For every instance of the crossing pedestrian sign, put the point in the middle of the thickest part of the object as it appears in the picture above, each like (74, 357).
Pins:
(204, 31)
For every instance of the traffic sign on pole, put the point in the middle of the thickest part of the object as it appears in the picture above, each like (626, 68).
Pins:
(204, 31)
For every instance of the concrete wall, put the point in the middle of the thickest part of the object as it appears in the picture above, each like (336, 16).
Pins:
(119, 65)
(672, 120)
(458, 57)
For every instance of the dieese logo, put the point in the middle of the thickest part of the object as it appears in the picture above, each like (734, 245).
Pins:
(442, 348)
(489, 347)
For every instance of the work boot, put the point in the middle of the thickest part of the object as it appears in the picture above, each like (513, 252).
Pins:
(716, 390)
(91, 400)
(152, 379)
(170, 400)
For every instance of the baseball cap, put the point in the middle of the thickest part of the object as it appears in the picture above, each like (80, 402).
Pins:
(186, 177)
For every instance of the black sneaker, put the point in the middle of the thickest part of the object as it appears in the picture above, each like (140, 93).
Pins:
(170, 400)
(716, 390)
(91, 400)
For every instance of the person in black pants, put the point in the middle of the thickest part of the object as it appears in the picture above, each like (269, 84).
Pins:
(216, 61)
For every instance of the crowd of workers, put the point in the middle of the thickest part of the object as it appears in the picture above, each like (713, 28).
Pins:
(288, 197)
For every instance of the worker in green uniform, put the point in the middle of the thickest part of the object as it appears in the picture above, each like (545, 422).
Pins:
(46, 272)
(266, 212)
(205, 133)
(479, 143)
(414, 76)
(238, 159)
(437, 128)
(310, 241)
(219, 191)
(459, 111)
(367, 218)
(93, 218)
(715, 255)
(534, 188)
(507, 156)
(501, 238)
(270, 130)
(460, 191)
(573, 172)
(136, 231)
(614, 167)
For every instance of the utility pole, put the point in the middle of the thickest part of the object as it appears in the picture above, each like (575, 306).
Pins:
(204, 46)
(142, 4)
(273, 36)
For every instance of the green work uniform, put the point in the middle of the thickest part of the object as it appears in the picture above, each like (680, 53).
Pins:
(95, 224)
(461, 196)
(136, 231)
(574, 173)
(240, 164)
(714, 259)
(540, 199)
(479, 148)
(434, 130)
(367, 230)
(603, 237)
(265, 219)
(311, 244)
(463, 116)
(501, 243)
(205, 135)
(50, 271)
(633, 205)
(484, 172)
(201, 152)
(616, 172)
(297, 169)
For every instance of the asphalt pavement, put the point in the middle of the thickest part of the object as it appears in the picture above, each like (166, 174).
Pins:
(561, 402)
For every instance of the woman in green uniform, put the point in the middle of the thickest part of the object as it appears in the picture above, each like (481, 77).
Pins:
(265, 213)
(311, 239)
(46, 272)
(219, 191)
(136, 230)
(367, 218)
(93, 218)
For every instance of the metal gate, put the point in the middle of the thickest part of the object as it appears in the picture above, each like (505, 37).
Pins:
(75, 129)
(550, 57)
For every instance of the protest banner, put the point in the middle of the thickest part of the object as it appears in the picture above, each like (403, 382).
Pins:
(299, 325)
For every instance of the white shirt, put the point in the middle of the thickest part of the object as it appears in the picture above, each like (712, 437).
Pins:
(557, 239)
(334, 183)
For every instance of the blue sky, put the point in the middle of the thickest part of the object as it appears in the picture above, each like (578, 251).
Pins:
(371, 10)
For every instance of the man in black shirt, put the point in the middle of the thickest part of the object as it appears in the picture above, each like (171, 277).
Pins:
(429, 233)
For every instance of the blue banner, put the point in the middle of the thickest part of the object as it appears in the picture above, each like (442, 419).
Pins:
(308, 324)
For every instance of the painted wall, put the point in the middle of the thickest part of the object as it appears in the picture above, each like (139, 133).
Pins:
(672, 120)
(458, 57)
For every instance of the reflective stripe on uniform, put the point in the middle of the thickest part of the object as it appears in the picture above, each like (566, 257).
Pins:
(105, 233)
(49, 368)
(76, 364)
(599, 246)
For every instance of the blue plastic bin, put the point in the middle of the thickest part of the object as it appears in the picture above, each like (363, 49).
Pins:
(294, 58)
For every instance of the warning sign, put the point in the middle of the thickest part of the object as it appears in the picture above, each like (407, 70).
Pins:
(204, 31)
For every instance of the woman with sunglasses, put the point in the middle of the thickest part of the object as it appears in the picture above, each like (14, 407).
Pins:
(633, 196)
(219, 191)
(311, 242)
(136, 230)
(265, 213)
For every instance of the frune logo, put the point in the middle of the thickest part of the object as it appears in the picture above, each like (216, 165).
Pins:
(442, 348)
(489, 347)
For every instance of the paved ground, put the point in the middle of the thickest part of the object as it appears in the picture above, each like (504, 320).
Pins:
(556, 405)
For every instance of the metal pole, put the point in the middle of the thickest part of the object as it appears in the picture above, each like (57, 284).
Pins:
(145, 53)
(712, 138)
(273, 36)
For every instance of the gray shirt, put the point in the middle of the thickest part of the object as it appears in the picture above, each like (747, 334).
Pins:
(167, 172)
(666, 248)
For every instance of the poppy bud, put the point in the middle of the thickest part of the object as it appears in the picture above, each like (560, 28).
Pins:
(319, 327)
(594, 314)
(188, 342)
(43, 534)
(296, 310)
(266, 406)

......

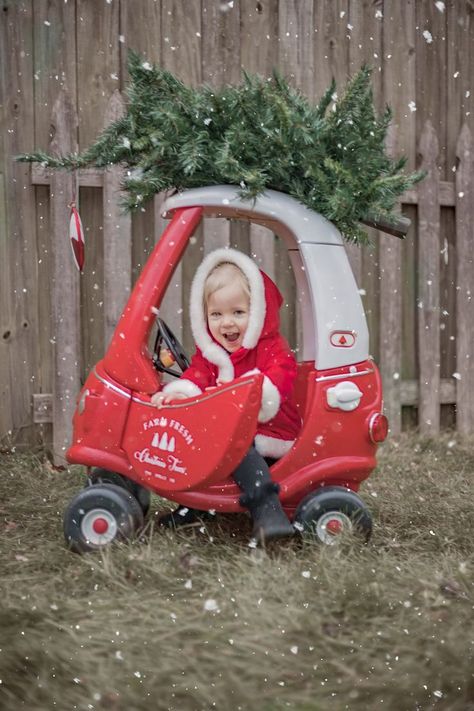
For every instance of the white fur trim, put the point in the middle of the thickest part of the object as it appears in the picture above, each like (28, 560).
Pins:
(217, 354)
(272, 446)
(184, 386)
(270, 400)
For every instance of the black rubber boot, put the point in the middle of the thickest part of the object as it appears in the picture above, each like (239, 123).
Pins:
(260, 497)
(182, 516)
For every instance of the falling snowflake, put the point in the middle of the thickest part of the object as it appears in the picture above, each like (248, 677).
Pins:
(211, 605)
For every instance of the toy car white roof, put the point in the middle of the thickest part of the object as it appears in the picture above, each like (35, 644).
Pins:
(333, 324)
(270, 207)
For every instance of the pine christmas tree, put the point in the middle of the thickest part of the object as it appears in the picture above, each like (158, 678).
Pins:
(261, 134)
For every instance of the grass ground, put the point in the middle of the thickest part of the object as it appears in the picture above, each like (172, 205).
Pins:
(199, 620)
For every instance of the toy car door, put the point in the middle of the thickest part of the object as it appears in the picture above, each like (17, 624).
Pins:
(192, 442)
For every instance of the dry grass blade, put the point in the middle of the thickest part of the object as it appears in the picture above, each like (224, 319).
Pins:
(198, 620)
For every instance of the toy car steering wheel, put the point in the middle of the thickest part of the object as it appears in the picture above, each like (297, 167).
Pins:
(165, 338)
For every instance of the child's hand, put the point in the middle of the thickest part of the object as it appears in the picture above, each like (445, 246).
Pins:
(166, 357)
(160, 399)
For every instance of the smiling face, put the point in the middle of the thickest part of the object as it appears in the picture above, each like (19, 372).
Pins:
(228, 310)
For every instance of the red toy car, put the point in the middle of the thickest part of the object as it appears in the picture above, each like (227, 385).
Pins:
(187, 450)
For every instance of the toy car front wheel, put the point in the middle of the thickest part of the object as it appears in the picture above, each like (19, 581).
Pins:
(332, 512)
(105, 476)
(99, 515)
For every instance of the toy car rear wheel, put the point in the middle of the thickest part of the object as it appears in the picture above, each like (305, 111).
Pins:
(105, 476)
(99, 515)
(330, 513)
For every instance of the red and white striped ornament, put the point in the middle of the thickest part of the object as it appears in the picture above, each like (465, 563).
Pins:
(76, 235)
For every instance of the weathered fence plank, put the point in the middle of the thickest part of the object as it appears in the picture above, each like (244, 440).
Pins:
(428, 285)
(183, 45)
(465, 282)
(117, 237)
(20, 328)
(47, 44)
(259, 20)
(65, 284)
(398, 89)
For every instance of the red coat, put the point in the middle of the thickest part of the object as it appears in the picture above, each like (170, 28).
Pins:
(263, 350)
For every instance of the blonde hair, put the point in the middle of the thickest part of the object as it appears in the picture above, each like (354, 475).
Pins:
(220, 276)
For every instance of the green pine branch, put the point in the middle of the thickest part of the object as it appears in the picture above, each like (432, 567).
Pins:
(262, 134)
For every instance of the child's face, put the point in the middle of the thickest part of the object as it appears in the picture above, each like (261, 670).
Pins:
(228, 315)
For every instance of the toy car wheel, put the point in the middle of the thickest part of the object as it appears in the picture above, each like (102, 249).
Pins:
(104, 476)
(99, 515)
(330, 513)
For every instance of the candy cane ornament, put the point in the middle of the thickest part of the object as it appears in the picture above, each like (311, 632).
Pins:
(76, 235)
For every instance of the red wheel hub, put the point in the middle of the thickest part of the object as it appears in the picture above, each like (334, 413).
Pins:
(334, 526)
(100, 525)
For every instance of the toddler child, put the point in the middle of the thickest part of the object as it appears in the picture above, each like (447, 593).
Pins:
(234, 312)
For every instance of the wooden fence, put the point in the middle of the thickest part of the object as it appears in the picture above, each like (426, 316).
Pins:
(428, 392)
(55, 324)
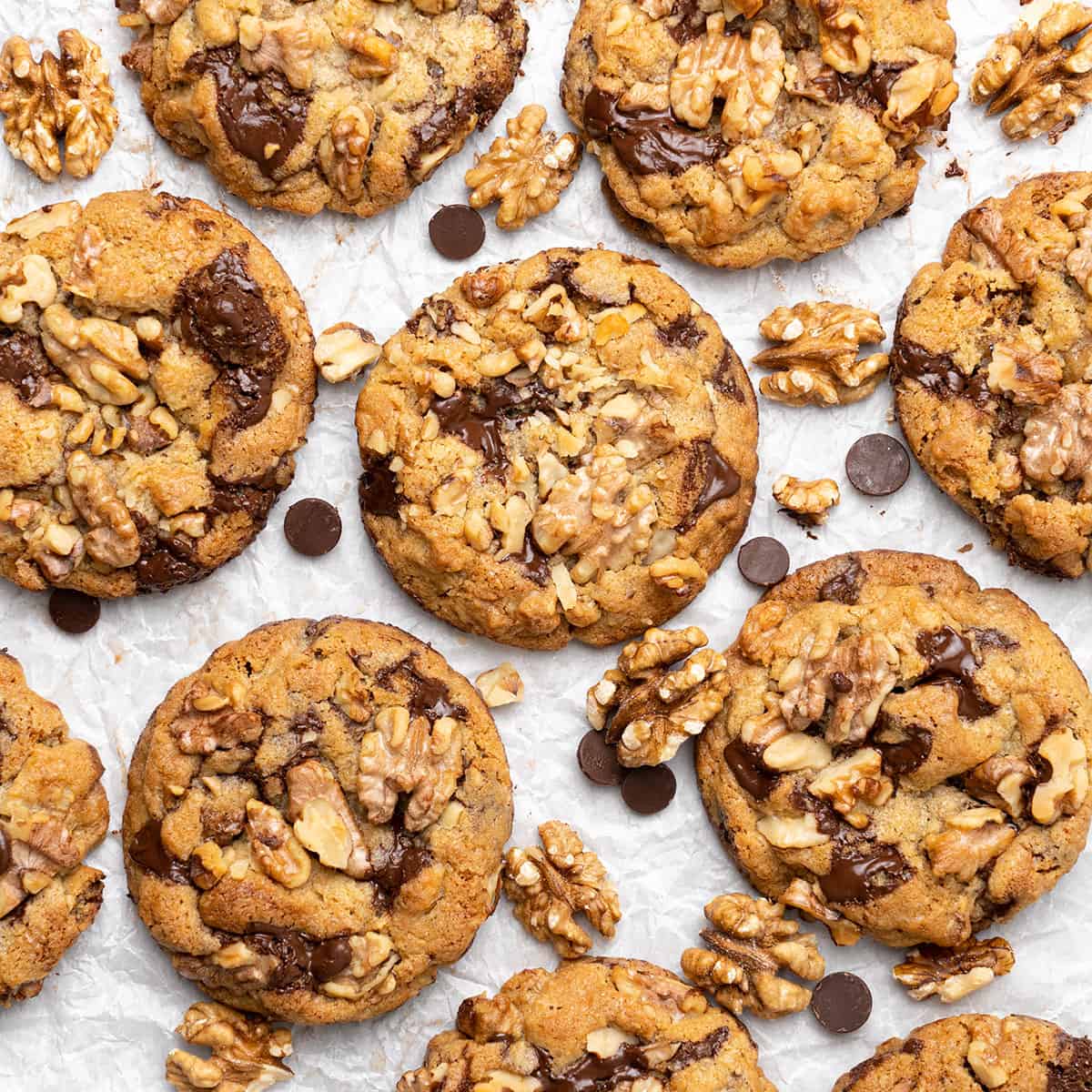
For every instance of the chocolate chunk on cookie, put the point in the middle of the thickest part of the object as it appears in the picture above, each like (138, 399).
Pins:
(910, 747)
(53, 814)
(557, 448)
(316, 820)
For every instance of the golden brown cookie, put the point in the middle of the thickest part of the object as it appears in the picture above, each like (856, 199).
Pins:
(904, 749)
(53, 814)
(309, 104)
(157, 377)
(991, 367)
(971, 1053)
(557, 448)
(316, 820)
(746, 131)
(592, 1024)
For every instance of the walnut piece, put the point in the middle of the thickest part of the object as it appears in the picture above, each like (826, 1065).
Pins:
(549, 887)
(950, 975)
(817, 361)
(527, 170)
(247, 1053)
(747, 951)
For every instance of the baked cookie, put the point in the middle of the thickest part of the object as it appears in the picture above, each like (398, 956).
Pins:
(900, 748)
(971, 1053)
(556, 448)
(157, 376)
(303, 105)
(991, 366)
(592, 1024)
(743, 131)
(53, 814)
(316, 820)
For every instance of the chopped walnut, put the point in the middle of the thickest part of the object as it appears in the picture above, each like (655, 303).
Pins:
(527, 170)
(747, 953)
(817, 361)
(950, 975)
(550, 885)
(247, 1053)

......

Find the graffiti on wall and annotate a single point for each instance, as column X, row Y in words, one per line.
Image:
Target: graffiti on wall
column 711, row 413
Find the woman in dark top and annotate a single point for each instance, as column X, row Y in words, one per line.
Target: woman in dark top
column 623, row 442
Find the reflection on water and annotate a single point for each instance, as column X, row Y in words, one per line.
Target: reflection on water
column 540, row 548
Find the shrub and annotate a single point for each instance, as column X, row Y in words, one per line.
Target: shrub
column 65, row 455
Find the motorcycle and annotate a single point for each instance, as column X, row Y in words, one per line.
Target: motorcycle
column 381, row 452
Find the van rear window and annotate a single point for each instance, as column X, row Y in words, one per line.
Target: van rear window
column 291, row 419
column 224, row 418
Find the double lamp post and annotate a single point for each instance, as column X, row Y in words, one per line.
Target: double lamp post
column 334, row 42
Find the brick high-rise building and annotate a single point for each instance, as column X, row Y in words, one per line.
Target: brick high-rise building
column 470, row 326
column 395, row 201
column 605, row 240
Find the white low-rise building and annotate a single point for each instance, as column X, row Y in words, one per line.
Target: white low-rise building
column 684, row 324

......

Exercise goal >> Gather every line from the rows above that contains the word "water". Case matters.

Exercise answer >>
Find the reflection on water and annotate a single point for each instance, as column X, row Y in words, one per line.
Target: reflection on water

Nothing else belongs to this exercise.